Exclude the pictures and return every line exactly as written.
····················
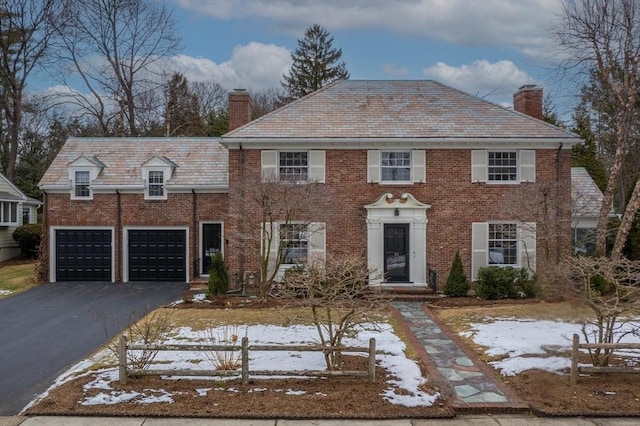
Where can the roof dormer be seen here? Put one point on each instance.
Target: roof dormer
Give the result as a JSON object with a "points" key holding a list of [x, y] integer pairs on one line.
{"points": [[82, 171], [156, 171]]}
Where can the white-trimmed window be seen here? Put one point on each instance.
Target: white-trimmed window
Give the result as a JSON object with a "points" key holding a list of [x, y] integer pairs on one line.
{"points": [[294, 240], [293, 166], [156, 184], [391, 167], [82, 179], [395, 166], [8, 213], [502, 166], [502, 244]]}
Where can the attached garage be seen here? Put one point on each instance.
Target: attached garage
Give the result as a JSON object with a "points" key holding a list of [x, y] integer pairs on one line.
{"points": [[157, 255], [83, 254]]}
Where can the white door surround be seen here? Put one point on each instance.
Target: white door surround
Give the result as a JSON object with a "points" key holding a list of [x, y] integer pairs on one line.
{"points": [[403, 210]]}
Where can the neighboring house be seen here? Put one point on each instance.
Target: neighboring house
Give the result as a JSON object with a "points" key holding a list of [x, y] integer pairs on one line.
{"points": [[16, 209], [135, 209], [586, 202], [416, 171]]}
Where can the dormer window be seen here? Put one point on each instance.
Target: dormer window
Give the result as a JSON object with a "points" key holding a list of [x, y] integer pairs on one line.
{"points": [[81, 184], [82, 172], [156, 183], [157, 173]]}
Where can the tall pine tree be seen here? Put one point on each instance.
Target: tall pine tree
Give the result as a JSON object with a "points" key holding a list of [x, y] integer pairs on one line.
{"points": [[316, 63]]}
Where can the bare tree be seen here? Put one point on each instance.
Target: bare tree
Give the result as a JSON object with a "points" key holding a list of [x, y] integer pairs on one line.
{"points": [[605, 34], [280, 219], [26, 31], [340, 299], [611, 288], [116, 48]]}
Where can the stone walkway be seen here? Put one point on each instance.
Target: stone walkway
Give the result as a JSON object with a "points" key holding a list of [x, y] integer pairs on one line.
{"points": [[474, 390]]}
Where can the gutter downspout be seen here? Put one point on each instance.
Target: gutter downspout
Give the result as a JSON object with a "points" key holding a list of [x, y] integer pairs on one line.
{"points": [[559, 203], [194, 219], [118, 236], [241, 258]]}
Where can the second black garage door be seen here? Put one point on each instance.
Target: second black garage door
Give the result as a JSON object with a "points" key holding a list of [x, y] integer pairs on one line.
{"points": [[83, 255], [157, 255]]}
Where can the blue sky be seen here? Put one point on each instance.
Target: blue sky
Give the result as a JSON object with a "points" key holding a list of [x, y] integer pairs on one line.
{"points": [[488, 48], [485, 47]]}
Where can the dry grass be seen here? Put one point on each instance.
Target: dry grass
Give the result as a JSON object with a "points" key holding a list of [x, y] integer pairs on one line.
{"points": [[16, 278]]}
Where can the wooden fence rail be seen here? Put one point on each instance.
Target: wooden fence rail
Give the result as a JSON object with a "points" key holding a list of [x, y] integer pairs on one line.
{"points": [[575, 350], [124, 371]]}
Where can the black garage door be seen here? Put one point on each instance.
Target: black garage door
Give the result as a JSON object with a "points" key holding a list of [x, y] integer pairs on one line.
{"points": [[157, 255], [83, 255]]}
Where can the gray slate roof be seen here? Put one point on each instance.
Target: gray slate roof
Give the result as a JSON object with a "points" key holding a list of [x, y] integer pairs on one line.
····················
# [CORRECT ANSWER]
Where can the roof dormer be seen here? Put one point on each instance.
Target: roof dormer
Give the result as a JSON object with a "points" key holding a list of [x, y] integer pairs on one line.
{"points": [[82, 171], [156, 171]]}
Where can the white-trimmed window be seen here? Put one point on each instance.
Target: white-trimmed window
Give the result as a JSON object with a "points" key holding a list of [x, y] integer pairs on one line.
{"points": [[294, 240], [293, 166], [156, 184], [391, 167], [82, 179], [395, 166], [8, 213], [502, 166], [502, 244]]}
Where can the attached garage be seen here? Put one point on each instance.
Target: attached garage
Give the result as a JSON object with a "points" key holding a list of [x, y] integer pairs on one line.
{"points": [[157, 255], [83, 254]]}
Where can the white door surround be seen here? Put one point on each instance.
Target: white door surround
Give the result as a JSON object with a "points" key holding a list of [x, y] integer pairs on one line.
{"points": [[403, 210]]}
Where can the neighboring house be seen here? Put one point on each instance.
Target: neighboring house
Give the result as a JSON object with a "points" key holding a list of [x, y] integer pairs on one line.
{"points": [[16, 209], [135, 209], [586, 202], [416, 171]]}
Where can the dormer window be seen here? Put one point on each instance.
Target: dormer window
Give the result as a JSON object with a "points" key holding a list of [x, y] integer pairs on one line.
{"points": [[81, 184], [82, 172], [156, 183], [157, 173]]}
Where can the tall pine tree be seen here? Put one point on each instance.
Target: tall pine tree
Give the result as a JSON object with a "points" key holding a list of [x, y] integer pairs on one line.
{"points": [[316, 63]]}
Where can the bare tree be seen here? Put one point on each instance.
Target: bare tree
Give the result as a JSON object with a "points" key holding a list of [x, y] integer pairs on one line.
{"points": [[605, 34], [280, 219], [26, 31], [340, 299], [611, 288], [116, 48]]}
Where can the stone walkway be seen here? Put one point on each instance.
Target: stone walkway
Give the result as a JSON object with a "points" key holding a list of [x, y] integer pairs on one line.
{"points": [[474, 390]]}
Where can the gutter downspout be seen here? Put one point on each instance.
Target: gutter downspout
Give the result as a JSON object with a "points" key holding a list of [x, y] integer pairs on one line.
{"points": [[559, 203], [194, 219], [118, 236], [241, 258]]}
Where can the second black garage door be seen here? Put one point on each instance.
Target: second black garage door
Give the result as a JSON object with a "points" key holding a list of [x, y] integer pairs on one line.
{"points": [[83, 255], [157, 255]]}
Where can the blue sky be seen here? Put one point on each instance.
Target: blue sky
Give the result as a JSON object with a "points" key holding a list of [x, y] integer pairs on one line.
{"points": [[488, 48], [485, 47]]}
Where can the dry grass be seen here? Put one point on each instance.
Target: dry grass
Give the result as a JSON object with a "points" key holding a list of [x, y] integer pairs on one line.
{"points": [[16, 278]]}
Where can the wooden fence rail be seen here? Put one point on each instance.
Target: wooden fence rail
Give the result as a JSON object with a "points" key holding a list of [x, y] integer pairs on one line.
{"points": [[575, 350], [124, 371]]}
Where can the black garage door be seen here? Put one point on each instance.
Target: black garage door
Give the result as a JSON object with a "points" key holding a list of [x, y] integer pairs on one line.
{"points": [[157, 255], [83, 255]]}
Where can the gray slate roof be seen here? Put one point on each instance.
Target: gray slate roof
Give the result as a JSON object with a "points" key holding a list of [x, y] integer pairs on one line.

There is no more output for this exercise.